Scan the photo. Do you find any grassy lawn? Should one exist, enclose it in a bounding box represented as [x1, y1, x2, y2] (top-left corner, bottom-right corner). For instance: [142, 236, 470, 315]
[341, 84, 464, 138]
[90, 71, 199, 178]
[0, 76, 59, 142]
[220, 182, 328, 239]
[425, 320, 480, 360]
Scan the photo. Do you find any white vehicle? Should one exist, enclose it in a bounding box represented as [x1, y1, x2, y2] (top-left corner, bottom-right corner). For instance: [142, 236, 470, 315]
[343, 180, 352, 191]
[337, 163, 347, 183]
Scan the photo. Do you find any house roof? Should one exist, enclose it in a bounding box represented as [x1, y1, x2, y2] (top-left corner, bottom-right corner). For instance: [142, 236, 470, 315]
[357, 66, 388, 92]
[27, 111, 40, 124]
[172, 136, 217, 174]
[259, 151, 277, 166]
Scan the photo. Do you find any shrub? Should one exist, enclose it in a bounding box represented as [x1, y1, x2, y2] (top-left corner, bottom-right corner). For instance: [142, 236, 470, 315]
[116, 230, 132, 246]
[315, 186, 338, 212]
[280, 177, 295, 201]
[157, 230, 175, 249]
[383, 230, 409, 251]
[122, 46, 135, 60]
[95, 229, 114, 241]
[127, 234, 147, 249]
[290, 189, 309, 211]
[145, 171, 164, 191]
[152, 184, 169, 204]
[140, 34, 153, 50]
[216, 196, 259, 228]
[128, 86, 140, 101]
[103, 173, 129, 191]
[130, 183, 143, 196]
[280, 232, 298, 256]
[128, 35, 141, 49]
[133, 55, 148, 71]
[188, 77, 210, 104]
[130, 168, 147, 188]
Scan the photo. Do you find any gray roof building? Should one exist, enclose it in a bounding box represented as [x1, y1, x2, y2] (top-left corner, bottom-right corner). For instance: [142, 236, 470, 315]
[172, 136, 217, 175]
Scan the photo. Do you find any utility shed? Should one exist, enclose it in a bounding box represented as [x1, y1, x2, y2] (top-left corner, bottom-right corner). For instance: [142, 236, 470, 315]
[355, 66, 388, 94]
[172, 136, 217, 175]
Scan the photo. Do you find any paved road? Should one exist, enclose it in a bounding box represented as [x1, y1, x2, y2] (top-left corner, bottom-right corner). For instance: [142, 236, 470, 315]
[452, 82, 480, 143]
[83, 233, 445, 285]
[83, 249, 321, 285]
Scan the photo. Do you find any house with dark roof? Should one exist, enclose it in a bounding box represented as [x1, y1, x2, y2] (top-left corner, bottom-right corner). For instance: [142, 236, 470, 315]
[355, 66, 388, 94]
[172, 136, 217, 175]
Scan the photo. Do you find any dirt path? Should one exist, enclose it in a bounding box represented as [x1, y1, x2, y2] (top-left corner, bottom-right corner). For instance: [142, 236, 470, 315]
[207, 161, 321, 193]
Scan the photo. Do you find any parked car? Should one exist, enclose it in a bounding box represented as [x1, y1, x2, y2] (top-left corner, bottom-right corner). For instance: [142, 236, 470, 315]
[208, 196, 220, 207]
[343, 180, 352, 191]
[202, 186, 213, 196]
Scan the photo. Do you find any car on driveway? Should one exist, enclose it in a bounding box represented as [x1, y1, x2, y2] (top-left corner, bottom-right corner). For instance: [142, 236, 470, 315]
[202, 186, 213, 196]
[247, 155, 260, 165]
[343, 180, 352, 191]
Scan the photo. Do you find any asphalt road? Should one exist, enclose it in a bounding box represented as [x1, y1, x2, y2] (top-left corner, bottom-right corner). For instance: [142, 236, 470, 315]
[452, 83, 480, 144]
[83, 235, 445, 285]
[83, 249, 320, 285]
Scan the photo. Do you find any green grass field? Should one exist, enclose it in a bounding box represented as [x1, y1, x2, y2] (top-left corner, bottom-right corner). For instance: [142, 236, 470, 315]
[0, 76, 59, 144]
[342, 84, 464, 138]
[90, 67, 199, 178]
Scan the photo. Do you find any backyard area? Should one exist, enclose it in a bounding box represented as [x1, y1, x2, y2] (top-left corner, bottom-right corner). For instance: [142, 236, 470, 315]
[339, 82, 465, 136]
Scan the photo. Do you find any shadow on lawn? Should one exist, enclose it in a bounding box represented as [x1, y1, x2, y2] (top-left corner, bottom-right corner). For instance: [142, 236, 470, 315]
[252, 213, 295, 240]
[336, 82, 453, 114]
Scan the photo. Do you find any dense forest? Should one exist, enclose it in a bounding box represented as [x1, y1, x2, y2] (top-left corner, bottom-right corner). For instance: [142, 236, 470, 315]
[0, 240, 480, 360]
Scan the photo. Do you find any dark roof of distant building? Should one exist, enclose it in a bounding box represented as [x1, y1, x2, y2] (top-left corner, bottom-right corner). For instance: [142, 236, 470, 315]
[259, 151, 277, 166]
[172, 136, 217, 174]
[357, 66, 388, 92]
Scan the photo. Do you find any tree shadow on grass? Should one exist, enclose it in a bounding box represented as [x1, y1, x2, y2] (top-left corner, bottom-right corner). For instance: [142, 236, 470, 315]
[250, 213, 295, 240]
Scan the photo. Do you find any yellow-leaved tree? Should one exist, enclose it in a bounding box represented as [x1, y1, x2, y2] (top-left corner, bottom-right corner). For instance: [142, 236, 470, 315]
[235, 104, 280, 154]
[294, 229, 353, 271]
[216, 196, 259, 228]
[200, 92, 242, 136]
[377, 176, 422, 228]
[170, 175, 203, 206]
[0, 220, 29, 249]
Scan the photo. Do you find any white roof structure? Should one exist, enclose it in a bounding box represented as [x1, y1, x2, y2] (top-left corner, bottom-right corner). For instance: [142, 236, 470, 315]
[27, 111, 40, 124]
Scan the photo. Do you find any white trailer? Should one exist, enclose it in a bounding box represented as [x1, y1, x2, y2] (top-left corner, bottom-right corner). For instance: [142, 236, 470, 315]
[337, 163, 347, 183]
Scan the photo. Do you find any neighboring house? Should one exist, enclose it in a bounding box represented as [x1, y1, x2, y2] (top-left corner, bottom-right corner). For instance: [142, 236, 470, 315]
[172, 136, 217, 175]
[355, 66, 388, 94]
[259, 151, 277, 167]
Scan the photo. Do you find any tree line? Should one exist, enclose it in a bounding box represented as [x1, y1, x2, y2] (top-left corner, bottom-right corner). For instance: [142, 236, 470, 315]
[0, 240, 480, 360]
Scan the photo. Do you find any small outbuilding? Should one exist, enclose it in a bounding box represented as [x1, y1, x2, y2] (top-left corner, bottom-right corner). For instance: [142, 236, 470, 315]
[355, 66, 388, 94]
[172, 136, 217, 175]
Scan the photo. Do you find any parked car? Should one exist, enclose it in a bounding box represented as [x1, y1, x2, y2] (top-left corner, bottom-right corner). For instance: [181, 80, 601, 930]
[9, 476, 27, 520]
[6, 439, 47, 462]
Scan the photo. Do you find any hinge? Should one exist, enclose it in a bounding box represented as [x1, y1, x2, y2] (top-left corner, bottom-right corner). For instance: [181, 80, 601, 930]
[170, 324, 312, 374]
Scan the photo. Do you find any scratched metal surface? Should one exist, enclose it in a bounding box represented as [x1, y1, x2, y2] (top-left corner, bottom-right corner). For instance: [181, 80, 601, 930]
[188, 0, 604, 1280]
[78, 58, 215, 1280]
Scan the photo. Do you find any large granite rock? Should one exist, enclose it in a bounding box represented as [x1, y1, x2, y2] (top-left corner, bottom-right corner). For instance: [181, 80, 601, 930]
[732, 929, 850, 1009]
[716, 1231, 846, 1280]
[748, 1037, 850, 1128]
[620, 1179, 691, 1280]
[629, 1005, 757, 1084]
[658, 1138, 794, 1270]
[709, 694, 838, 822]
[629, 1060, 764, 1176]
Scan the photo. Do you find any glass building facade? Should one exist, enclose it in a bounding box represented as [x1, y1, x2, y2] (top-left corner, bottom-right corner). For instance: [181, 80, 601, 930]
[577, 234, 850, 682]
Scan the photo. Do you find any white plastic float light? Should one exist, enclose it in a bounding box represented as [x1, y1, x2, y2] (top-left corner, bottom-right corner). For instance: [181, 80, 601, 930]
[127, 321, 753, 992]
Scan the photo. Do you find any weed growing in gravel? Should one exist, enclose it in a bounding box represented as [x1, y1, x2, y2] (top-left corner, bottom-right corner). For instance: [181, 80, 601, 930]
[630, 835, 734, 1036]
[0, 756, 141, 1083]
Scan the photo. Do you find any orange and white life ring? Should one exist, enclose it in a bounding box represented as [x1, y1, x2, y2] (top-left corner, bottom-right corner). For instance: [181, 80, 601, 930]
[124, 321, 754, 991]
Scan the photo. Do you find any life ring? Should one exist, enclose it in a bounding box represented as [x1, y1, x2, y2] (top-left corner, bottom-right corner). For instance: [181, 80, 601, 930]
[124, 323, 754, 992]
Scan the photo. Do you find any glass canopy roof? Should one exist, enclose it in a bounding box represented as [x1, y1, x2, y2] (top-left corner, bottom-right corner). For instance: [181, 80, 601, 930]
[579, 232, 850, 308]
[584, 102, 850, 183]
------------------------
◆ **WORK INSTRUCTIONS**
Copy the records word for word, everything from the line containing "Scan the photo. Do you find any small" down to the line containing "[577, 234, 850, 682]", with both of those lines included.

◆ **REPLY**
Scan the photo. Do you find any small outbuilding? Should one exist, enclose it in a bounding box represented as [x1, y1, x2, y2] (top-left corner, bottom-right corner). For instance: [142, 236, 470, 315]
[355, 66, 388, 94]
[172, 136, 217, 175]
Scan the photo. Do you find any parked car? Should one exist, enclose it in a bounding box represented as [x1, y1, x2, y2] (top-left corner, bottom-right corner). For instance: [181, 80, 601, 930]
[9, 476, 27, 520]
[6, 439, 47, 462]
Scan the photo. Do you find any hinge? Should one exist, enclose it in a bounding box represented as [x1, y1, x2, y2] (top-left corner, bottom-right corner). For instance: [181, 80, 601, 930]
[170, 324, 312, 374]
Scan the photo. Do you find any scratched metal surface? Should one exist, enclose it in a bounding box represented as [x1, y1, x2, y2] (top-left corner, bottom-right corner). For instance: [181, 80, 601, 930]
[188, 0, 604, 1280]
[78, 58, 215, 1280]
Scan the photo. Do you find any large granite rock? Should one exist, enclose it in a bounding box represented as [x1, y1, x2, y2] (top-left corner, bottom-right corner). For instance: [181, 80, 601, 930]
[732, 929, 850, 1009]
[716, 1231, 846, 1280]
[748, 1037, 850, 1128]
[620, 1179, 691, 1280]
[629, 1005, 757, 1084]
[658, 1138, 794, 1270]
[709, 694, 838, 822]
[629, 1060, 764, 1176]
Scan the photo. Do you find any glass building facade? Should one exist, enclose it in a bounding box represented as [x1, y1, x2, y2] (top-left corner, bottom-right corner). For instance: [181, 80, 601, 930]
[577, 234, 850, 682]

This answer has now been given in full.